[start Records shown]
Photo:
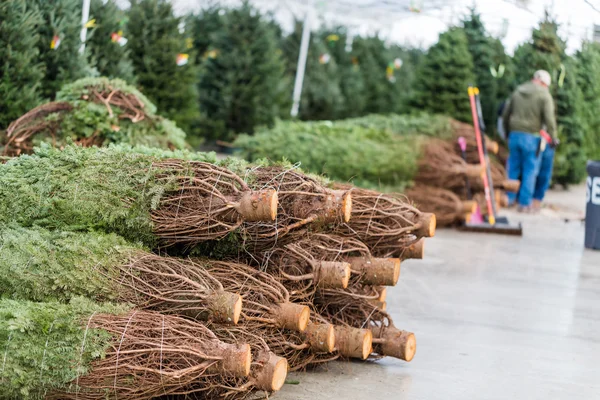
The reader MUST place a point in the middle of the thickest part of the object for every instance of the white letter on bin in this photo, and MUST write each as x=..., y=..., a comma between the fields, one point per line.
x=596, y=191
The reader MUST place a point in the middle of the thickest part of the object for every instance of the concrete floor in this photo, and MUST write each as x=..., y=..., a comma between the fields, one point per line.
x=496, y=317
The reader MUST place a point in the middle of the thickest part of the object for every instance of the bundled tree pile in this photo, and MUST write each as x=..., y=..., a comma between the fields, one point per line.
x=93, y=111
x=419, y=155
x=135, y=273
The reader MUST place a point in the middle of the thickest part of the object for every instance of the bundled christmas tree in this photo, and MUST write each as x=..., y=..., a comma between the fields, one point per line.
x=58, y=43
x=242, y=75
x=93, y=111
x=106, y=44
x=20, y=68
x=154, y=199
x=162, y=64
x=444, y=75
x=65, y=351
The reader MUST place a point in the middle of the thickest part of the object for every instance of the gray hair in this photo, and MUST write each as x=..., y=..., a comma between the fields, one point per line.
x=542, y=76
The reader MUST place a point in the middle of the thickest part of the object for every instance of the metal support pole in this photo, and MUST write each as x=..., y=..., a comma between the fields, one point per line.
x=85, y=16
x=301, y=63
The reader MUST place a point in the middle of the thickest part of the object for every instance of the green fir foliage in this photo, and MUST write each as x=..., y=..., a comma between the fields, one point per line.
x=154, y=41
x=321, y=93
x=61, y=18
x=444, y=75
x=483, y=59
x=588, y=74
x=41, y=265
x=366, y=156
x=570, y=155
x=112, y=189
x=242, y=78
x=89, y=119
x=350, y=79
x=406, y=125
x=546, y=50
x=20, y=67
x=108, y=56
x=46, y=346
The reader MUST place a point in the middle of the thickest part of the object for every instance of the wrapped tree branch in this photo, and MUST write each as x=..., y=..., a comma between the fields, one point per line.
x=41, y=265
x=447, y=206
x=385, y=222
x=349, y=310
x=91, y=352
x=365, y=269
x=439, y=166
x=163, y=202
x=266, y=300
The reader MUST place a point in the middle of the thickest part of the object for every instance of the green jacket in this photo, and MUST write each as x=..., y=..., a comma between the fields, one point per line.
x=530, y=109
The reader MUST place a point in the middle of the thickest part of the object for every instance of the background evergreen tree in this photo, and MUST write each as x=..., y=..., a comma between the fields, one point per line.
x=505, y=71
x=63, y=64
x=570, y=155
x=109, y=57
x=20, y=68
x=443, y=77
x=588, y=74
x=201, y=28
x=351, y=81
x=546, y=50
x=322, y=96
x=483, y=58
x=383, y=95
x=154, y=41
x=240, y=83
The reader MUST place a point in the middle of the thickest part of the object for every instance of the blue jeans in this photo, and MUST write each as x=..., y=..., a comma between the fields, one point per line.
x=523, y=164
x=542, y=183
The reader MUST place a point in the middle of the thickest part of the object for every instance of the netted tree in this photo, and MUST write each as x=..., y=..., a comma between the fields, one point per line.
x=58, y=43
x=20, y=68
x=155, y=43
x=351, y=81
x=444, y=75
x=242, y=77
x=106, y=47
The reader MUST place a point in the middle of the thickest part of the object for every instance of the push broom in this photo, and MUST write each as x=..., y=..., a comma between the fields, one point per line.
[end Records shown]
> [Exercise description]
Rewrite the entries from the line containing "of the netted" through the final line of the entries, keeping the requests unchanged and offsetting every x and y coordinate in the answers by -87.

> [Correct response]
The reader MUST place a point in the middle of the thickest part of the object for every instance of the netted tree in this photo, and MUST write each as x=..., y=..., a comma between the fields, one point per line.
x=-29, y=-44
x=-67, y=-19
x=68, y=-44
x=264, y=-6
x=357, y=-12
x=155, y=-10
x=19, y=-40
The reader MUST place a point in the middle of the thickest part of the object for every instance of the push broom in this photo, and MUST write each as x=..., y=..., a comma between the fields, one point per line.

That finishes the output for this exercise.